Re: [bitcoin-dev] summarising security assumptions (re cost metrics)

2015-11-08 Thread Bryan Bishop via bitcoin-dev
On Sun, Nov 8, 2015 at 8:54 AM, Gavin Andresen via bitcoin-dev <
bitcoin-dev@lists.linuxfoundation.org> wrote:

> I'm very disappointed you don't mention the tradeoff at "the other end of
> the bathtub" -- Key-holder versus Validator decentralization balance


Gavin, could you please provide some clarity around the definition and
meaning of "key-holder [decentralization]"? Is this about the absolute
number of key-holders? or rather about the number of transactions (per unit
time?) that key-holders make? Both/other?

Anyone can generate a private key, and anyone can sign a transaction
spending to a new commitment. Child-pays-for-parent could be used when
transaction fees are too high. Perhaps more interesting would be something
like lightning network payment channels, where only the commitment
transaction needs to be in the blockchain history; does that count as
key-holder decentralization at all?

Also, consider the following scenario. Suppose there's a bunch of
merge-mined sidechains that are mainnet BTC-pegged, and these sidechains
are accessible by the lightning network protocol (multi-chain payments).
══════════════════════════════
Answer these questions about the mailing-list post, one per line:
1. Who wrote the quoted line "I'm very disappointed you don't mention the tradeoff"?
2. What does the post name as something that could be used when transaction fees are too high?
3. In lightning network payment channels, which transaction needs to be in the blockchain history?
Answer using only the mailing-list post above.
══════════════════════════════
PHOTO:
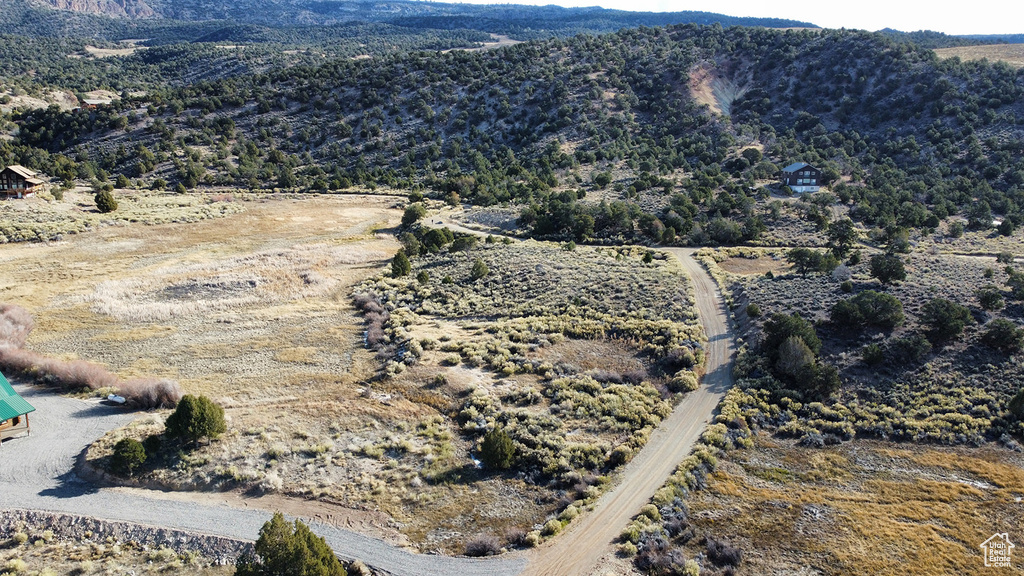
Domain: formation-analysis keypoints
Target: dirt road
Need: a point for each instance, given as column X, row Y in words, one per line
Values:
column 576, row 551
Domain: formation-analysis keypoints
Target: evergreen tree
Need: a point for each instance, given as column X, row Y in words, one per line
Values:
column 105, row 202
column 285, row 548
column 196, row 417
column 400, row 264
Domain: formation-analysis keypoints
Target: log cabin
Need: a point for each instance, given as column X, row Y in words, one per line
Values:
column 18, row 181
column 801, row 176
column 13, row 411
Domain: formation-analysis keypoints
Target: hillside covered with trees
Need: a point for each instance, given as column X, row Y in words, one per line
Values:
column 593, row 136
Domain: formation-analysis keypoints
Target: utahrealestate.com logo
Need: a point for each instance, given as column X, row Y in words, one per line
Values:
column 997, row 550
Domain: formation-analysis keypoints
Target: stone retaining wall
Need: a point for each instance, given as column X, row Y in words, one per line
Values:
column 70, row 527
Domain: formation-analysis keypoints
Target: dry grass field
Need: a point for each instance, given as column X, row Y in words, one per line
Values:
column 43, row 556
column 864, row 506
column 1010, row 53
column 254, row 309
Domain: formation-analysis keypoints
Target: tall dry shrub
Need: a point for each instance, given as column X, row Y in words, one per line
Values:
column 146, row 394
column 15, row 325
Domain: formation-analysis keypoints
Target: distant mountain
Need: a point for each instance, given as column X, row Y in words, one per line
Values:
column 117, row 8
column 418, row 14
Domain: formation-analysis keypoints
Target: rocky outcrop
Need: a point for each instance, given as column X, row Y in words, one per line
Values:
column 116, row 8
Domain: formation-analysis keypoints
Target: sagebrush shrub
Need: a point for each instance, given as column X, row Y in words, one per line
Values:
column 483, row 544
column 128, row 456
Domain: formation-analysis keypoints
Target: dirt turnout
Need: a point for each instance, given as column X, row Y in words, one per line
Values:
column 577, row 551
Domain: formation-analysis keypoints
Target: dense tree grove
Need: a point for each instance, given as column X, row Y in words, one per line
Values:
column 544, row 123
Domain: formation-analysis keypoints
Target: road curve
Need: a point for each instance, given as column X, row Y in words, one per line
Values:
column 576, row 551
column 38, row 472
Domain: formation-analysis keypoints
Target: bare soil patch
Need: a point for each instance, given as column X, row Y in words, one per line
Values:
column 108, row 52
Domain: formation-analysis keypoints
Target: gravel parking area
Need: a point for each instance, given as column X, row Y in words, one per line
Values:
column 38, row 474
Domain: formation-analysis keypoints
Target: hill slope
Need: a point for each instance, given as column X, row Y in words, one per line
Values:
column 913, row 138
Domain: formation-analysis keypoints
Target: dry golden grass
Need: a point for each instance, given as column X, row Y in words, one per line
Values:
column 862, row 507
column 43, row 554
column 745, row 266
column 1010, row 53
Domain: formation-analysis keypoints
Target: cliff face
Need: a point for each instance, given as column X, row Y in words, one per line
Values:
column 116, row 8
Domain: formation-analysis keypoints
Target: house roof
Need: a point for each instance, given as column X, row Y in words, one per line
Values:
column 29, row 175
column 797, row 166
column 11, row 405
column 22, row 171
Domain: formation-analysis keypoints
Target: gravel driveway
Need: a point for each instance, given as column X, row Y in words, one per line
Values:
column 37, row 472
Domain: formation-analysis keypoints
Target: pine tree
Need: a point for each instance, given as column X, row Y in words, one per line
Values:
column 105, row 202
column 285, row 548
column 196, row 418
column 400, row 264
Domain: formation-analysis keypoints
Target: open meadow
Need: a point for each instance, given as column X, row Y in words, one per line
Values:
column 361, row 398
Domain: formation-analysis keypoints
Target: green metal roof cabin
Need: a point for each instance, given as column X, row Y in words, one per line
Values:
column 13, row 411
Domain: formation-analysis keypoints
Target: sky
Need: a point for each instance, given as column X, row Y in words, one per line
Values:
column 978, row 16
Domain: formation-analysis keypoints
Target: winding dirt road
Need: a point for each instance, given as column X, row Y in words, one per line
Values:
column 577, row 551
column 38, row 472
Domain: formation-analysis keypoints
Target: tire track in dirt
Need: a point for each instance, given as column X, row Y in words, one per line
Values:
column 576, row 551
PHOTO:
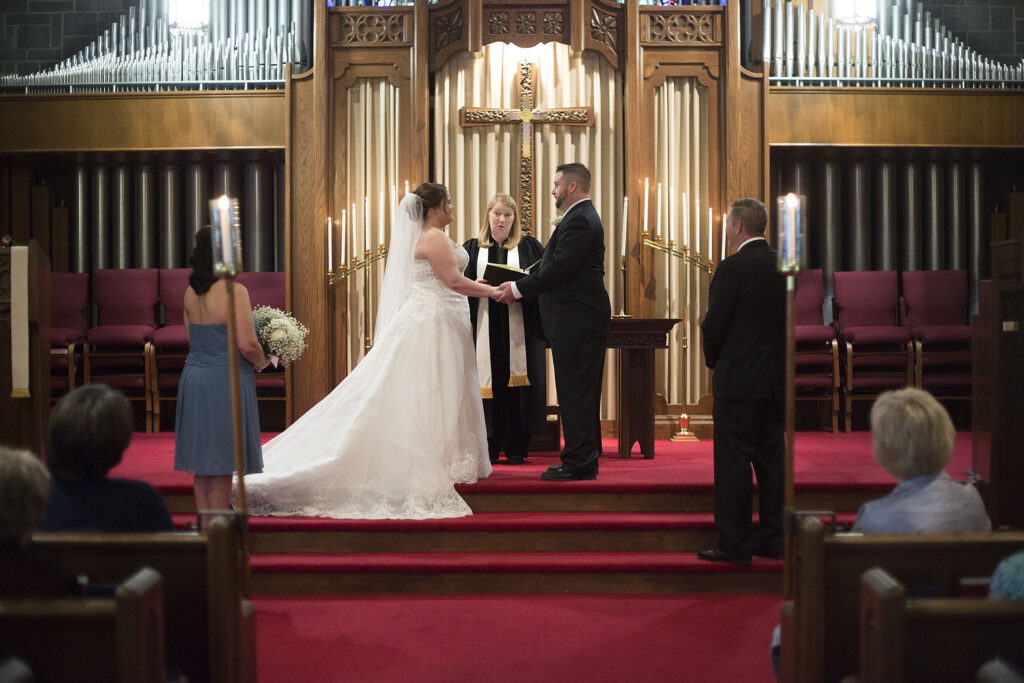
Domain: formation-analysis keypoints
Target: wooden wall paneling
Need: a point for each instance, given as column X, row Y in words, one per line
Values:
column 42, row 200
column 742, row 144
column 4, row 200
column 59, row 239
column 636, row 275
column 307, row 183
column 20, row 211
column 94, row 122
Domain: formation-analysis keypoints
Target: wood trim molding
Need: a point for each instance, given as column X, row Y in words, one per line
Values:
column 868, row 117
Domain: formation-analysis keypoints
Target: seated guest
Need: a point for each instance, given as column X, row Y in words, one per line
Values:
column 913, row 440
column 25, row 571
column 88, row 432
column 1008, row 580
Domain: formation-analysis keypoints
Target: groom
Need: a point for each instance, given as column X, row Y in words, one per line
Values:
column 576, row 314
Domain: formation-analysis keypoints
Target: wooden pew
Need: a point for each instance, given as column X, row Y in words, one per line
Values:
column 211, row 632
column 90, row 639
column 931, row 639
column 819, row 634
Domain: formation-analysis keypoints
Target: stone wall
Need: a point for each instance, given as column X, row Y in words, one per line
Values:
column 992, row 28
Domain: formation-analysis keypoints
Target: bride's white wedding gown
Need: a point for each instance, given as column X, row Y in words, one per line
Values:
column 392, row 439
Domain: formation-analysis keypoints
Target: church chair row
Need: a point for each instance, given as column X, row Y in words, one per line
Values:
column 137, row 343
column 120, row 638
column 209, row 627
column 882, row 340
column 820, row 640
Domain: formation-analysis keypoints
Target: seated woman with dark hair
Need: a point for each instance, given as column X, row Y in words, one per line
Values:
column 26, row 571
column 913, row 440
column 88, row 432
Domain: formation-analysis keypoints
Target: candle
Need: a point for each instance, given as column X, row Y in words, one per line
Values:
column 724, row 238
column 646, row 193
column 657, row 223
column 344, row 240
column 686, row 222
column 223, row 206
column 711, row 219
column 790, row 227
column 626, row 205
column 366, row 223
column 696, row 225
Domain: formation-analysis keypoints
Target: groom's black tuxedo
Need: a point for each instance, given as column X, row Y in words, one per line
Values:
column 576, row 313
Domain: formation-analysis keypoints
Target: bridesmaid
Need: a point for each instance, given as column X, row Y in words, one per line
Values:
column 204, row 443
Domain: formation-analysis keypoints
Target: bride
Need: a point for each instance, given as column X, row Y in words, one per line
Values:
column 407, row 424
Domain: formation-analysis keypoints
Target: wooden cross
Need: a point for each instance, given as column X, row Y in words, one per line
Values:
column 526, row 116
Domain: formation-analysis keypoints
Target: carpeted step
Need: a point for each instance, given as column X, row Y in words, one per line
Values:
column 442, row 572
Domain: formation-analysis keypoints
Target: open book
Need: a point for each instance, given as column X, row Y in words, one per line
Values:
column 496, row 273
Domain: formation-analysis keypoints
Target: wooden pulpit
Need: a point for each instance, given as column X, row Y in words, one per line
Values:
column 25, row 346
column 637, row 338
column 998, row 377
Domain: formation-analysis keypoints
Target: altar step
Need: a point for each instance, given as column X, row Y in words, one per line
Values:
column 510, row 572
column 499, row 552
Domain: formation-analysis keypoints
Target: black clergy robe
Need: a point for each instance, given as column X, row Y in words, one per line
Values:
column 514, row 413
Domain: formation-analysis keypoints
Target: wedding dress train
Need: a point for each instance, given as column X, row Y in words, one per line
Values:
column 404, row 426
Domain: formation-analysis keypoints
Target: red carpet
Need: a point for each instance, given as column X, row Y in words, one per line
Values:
══════════════════════════════
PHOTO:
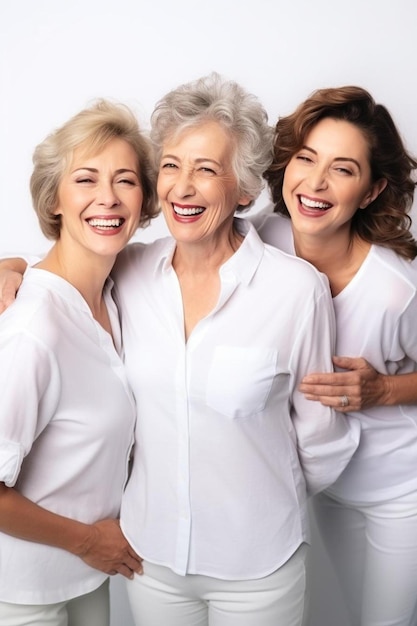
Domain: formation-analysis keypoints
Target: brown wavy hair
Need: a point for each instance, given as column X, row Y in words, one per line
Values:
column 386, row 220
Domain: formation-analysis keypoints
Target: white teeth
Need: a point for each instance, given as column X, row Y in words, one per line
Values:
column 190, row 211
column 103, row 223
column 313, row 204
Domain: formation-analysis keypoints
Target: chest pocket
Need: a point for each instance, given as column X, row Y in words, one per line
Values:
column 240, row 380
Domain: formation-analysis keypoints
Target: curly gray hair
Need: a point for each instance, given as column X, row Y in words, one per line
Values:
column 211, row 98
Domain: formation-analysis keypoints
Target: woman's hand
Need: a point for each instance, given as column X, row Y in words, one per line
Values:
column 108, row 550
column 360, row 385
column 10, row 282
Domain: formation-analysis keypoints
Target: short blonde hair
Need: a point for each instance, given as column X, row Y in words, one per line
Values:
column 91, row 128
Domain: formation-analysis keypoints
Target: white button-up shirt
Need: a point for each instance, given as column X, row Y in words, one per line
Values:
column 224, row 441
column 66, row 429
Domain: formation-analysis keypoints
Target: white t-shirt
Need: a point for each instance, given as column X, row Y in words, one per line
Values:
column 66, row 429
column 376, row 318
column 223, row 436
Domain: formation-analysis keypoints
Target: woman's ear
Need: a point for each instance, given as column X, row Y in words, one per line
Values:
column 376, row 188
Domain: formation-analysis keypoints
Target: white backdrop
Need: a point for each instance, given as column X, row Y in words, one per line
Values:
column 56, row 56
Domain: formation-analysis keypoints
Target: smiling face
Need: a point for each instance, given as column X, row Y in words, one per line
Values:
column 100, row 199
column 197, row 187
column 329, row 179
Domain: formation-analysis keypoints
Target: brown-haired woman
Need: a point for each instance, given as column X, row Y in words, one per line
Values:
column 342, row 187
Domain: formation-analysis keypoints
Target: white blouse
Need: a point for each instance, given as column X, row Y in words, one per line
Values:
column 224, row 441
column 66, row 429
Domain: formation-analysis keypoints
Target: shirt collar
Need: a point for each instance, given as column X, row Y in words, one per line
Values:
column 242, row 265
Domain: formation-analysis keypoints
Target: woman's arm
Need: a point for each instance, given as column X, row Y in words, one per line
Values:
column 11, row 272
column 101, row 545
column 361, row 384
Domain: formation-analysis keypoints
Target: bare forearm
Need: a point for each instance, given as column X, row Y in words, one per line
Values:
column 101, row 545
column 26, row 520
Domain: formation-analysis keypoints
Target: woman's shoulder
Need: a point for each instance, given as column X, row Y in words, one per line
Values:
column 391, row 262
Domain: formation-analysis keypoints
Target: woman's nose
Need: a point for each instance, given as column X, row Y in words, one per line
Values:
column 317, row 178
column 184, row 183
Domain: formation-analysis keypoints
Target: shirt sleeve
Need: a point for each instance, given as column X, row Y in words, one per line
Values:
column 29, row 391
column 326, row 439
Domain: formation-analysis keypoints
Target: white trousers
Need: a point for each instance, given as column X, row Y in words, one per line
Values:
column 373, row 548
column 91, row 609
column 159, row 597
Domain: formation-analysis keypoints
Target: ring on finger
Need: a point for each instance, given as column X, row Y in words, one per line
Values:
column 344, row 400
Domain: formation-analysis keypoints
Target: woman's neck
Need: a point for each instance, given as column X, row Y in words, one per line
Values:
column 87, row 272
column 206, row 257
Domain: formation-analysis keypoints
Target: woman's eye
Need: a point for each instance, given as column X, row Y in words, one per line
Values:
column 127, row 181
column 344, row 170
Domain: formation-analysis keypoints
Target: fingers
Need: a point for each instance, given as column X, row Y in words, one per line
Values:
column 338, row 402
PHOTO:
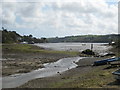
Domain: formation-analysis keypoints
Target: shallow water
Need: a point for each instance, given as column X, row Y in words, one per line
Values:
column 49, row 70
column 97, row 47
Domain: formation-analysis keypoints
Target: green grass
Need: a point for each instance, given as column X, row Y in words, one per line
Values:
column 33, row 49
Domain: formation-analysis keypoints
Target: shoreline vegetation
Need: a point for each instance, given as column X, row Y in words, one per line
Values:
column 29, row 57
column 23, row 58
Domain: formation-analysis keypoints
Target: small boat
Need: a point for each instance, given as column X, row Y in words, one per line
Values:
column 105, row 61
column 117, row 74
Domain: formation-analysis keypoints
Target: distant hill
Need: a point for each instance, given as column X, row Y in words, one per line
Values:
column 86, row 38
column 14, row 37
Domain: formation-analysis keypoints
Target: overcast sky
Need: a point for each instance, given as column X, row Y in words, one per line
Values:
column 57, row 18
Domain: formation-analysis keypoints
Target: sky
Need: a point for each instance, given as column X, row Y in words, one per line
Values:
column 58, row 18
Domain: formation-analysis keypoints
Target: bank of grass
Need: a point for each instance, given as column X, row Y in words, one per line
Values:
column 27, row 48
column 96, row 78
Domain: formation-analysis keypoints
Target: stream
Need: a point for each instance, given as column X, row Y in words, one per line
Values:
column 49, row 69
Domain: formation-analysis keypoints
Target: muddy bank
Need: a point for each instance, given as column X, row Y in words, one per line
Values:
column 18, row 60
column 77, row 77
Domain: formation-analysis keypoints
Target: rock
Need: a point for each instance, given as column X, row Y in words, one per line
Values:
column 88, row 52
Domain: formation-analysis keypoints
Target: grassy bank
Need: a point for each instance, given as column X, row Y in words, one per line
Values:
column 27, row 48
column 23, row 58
══════════════════════════════
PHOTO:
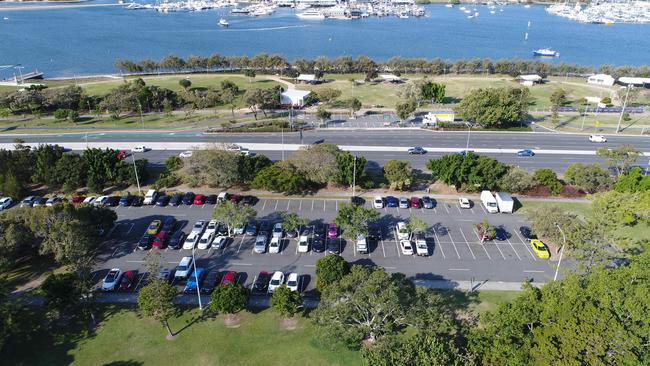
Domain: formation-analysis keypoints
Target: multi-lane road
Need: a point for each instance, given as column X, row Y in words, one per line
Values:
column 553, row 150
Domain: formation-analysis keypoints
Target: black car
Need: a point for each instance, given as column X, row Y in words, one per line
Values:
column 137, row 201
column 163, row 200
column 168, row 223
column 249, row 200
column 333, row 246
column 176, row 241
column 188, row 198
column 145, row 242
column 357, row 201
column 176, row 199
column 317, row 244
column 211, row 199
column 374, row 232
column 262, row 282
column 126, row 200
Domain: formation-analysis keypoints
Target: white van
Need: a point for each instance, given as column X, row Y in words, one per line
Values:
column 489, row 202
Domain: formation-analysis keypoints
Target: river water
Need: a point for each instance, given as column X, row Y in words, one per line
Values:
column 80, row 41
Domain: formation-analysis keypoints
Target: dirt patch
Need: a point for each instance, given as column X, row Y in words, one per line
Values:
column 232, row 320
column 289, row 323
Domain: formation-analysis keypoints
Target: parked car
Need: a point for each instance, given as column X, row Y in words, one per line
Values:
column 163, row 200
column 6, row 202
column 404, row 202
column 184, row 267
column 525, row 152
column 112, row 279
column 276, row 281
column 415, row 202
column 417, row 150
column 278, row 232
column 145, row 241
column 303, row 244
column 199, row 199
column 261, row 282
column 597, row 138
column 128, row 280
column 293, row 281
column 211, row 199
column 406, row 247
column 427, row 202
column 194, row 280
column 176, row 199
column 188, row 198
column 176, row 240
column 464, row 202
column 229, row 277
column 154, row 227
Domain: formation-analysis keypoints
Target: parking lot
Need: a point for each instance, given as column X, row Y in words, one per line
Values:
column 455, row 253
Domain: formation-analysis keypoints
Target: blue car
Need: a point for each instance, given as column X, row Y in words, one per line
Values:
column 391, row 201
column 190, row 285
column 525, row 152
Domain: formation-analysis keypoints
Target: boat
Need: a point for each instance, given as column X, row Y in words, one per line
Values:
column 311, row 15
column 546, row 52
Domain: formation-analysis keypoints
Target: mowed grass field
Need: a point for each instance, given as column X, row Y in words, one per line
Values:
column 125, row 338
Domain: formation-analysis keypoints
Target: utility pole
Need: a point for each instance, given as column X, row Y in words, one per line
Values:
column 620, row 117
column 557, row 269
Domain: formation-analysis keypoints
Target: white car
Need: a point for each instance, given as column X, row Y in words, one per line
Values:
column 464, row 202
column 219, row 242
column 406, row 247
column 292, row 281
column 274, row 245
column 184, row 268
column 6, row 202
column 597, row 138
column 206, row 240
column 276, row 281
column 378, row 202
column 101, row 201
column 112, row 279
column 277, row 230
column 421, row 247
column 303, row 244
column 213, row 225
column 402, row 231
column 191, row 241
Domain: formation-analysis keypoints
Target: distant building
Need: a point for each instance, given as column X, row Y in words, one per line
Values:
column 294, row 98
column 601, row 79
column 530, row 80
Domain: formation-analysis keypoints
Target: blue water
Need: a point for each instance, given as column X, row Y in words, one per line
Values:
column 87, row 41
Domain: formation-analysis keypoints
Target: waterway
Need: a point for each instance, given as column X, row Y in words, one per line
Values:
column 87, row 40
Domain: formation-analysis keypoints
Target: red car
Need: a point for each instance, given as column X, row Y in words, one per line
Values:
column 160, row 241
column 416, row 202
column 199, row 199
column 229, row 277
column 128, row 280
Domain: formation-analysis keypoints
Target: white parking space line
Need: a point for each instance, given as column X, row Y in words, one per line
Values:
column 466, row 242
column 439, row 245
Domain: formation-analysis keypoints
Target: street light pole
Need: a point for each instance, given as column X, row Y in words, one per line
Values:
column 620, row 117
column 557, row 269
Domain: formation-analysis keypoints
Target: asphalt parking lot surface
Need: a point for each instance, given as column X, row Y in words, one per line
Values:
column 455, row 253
══════════════════════════════
### EXPECTED OUTPUT
1. Gavin Andresen
2. Child-pays-for-parent
3. The commitment transaction